Segment Start: MATERIAL FOR THE TASK

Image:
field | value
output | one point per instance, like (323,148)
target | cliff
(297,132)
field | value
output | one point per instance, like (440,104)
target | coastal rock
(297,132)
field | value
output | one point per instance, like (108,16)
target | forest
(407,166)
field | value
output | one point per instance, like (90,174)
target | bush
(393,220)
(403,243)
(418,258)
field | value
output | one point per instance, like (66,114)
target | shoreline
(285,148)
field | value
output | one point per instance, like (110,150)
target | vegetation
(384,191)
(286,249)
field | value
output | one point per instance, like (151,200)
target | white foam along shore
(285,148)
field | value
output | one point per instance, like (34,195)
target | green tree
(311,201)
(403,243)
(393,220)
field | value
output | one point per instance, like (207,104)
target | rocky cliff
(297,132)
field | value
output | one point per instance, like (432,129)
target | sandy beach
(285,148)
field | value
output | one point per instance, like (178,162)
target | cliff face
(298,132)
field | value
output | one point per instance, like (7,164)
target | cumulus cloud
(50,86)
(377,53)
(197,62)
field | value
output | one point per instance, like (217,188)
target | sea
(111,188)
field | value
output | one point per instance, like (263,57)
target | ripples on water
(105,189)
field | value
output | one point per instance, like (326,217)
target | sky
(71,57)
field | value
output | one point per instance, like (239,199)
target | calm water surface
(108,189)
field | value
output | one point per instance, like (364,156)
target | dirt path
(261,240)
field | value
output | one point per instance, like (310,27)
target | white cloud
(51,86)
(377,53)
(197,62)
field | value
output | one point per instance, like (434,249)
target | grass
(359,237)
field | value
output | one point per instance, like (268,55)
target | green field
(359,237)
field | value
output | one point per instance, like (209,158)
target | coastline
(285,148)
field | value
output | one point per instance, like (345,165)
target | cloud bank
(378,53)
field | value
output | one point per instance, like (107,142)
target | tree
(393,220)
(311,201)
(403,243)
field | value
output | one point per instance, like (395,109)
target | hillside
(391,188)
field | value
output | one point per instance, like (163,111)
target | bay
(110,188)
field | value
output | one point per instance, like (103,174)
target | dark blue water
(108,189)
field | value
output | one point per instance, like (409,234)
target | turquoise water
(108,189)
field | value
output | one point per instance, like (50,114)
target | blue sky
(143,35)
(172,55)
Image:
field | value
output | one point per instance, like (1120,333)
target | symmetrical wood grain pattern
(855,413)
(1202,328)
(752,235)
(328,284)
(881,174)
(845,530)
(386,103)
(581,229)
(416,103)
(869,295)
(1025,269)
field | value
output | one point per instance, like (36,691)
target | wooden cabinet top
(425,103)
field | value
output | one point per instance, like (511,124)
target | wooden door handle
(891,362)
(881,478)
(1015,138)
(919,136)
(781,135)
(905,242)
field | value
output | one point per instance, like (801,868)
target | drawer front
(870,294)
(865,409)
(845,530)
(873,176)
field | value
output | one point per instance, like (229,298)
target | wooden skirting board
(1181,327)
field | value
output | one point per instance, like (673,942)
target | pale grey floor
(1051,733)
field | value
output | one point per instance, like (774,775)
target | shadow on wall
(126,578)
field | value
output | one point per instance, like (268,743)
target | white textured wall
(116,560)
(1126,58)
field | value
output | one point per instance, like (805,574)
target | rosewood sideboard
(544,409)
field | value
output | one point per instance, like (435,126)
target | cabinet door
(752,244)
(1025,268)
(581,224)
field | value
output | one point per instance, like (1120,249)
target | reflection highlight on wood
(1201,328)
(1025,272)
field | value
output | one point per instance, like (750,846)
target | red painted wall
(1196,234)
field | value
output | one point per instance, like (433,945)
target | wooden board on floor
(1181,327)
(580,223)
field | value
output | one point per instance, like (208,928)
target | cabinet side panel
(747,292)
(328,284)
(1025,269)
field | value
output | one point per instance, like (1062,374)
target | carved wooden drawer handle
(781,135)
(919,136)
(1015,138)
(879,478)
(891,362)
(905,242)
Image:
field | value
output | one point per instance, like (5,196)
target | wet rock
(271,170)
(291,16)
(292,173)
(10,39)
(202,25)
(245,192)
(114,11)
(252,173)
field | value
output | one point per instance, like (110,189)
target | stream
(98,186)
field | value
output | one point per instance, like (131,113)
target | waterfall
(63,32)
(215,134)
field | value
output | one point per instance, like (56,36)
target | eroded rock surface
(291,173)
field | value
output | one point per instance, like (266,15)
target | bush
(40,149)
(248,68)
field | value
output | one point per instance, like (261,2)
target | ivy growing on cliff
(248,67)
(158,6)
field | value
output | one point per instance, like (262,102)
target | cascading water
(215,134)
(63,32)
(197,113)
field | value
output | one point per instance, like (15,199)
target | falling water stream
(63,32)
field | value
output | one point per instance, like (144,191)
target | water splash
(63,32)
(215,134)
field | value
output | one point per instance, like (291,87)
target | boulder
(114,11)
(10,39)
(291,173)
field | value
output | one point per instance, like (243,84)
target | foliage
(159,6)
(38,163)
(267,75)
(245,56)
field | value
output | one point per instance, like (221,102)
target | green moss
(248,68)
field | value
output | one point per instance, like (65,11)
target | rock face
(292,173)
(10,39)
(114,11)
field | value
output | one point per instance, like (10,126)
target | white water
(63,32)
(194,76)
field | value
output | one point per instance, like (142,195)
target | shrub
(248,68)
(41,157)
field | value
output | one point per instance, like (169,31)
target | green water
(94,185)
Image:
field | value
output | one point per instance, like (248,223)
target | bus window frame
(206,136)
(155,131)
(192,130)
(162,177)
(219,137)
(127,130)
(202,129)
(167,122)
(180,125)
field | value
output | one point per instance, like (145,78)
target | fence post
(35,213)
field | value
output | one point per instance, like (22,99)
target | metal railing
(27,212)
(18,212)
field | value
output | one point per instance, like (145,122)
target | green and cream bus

Segment End: MATERIAL FOR THE TASK

**PROMPT:** This calls for all of the entries above, repeated exactly.

**SOLUTION TO THE EXERCISE:**
Image:
field | value
output | one point per instance, like (323,148)
target | cliff
(297,132)
field | value
output | one point per instance, like (440,104)
target | coastal rock
(297,132)
field | value
output | one point per instance, like (108,16)
target | forest
(407,166)
field | value
output | one point per instance, like (90,174)
target | bush
(393,220)
(403,243)
(418,258)
field | value
output | one point per instance, like (66,114)
target | shoreline
(285,148)
field | value
output | one point per instance, like (110,150)
target | vegetation
(384,191)
(286,249)
field | value
output | one point per instance, like (151,200)
target | white foam along shore
(285,148)
field | value
output | one point per instance, like (34,195)
target | green tree
(311,201)
(403,243)
(393,220)
field | value
output | one point per instance, like (207,104)
target | rocky cliff
(297,132)
field | value
output | one point per instance, like (432,129)
target | sandy beach
(285,148)
field | value
output | one point per instance, like (178,162)
target | cliff face
(298,132)
field | value
output | one point per instance, like (7,164)
target | cumulus cloud
(50,86)
(377,53)
(197,62)
field | value
output | one point per instance, like (217,188)
target | sea
(111,188)
field | value
output | one point per instance, like (263,57)
target | ripples on water
(105,189)
field | value
output | one point per instance, like (326,217)
target | sky
(71,57)
field | value
output | one point per instance, like (239,199)
target | calm water surface
(108,189)
field | value
output | one point per instance, like (364,156)
target | dirt path
(261,240)
field | value
output | one point per instance, like (310,27)
target | white cloud
(51,86)
(377,53)
(197,62)
field | value
output | one point per instance, like (434,249)
target | grass
(359,237)
field | value
output | one point per instance, like (268,55)
target | green field
(359,237)
field | value
output | one point per instance, like (209,158)
target | coastline
(285,148)
field | value
output | one point per instance, like (345,165)
target | cloud bank
(378,53)
field | value
output | one point per instance, like (107,142)
target | tree
(393,220)
(311,201)
(403,243)
field | value
output | one point per instance, like (395,109)
target | hillside
(391,188)
field | value
output | one point per instance, like (163,111)
target | bay
(110,188)
field | value
output | one point per instance, like (103,174)
target | dark blue water
(108,189)
field | value
output | one point per instance, like (409,234)
target | turquoise water
(108,189)
field | value
output | one point per instance, like (50,114)
target | blue sky
(143,35)
(172,55)
Image:
field | value
output | one point per instance, like (1120,333)
target | symmetrical wood grain pattern
(855,413)
(1202,328)
(752,235)
(328,284)
(881,174)
(845,530)
(386,103)
(581,229)
(416,103)
(869,295)
(1025,269)
field | value
output | one point per instance, like (36,691)
target | wooden cabinet top
(425,103)
field | value
output | one point per instance, like (511,124)
target | wooden door handle
(891,362)
(881,478)
(1015,138)
(919,136)
(781,135)
(905,242)
field | value
output | one point per instance, like (801,868)
target | drawer front
(870,294)
(865,409)
(845,530)
(873,176)
field | value
output | one point per instance, like (229,298)
target | wooden skirting board
(1181,327)
field | value
output | one point per instance, like (673,942)
target | pale grey floor
(1051,733)
field | value
output | one point per instance, like (774,775)
target | shadow on wall
(126,578)
field | value
output | one point per instance, like (268,743)
target | white textured wall
(116,560)
(1126,58)
field | value
output | one point per instance, like (805,574)
target | rosewood sideboard
(544,409)
field | value
output | one point per instance, like (435,126)
target | cabinet door
(752,244)
(1025,268)
(581,224)
field | value
output | one point per instance, like (1120,249)
target | reflection highlight on wood
(1201,328)
(1025,272)
field | value
output | one point per instance, like (750,846)
target | red painted wall
(1196,234)
field | value
output | one point per instance, like (433,945)
target | wooden board on floor
(1181,327)
(580,223)
field | value
output | one point per instance, like (208,928)
target | cabinet side panel
(747,292)
(328,284)
(1025,269)
field | value
output | one point per instance, like (1062,374)
target | carved wooden drawer handle
(781,135)
(919,136)
(1015,138)
(879,478)
(891,362)
(905,242)
Image:
field | value
output | one point per instance, like (5,196)
target | wet rock
(271,170)
(291,16)
(292,173)
(10,39)
(202,25)
(245,192)
(114,11)
(252,173)
field | value
output | one point per instance, like (110,189)
target | stream
(98,186)
field | value
output | one point per instance, like (131,113)
target | waterfall
(63,32)
(215,134)
field | value
output | one point per instance, like (56,36)
target | eroded rock surface
(291,173)
field | value
output | one point per instance, like (266,15)
target | bush
(40,149)
(248,68)
field | value
output | one point per instance, like (261,2)
target | ivy growing on cliff
(248,67)
(158,6)
field | value
output | one point per instance, like (262,102)
target | cascading water
(215,134)
(63,32)
(197,113)
field | value
output | one point per instance, like (15,199)
target | falling water stream
(63,32)
field | value
output | one point per instance, like (144,191)
target | water splash
(63,32)
(215,134)
field | value
output | one point per instance, like (291,87)
target | boulder
(114,11)
(10,39)
(291,173)
field | value
output | one point per instance, like (243,84)
target | foliage
(159,6)
(38,163)
(267,75)
(245,56)
field | value
output | one point per instance, like (221,102)
target | green moss
(248,68)
field | value
output | one point per instance, like (65,11)
target | rock face
(292,173)
(10,39)
(114,11)
field | value
output | one point per instance, like (10,126)
target | white water
(63,32)
(194,76)
field | value
output | one point per instance, like (142,195)
target | shrub
(248,68)
(41,157)
field | value
output | one point per instance, like (169,31)
target | green water
(94,185)
Image:
field | value
output | one point per instance, like (248,223)
target | bus window frame
(206,136)
(155,131)
(192,130)
(162,177)
(219,137)
(127,130)
(202,129)
(167,122)
(180,125)
field | value
output | one point per instance, like (145,78)
target | fence post
(35,213)
field | value
output | one point per instance, like (22,99)
target | metal railing
(27,212)
(18,212)
field | value
output | one point per instance, like (145,122)
target | green and cream bus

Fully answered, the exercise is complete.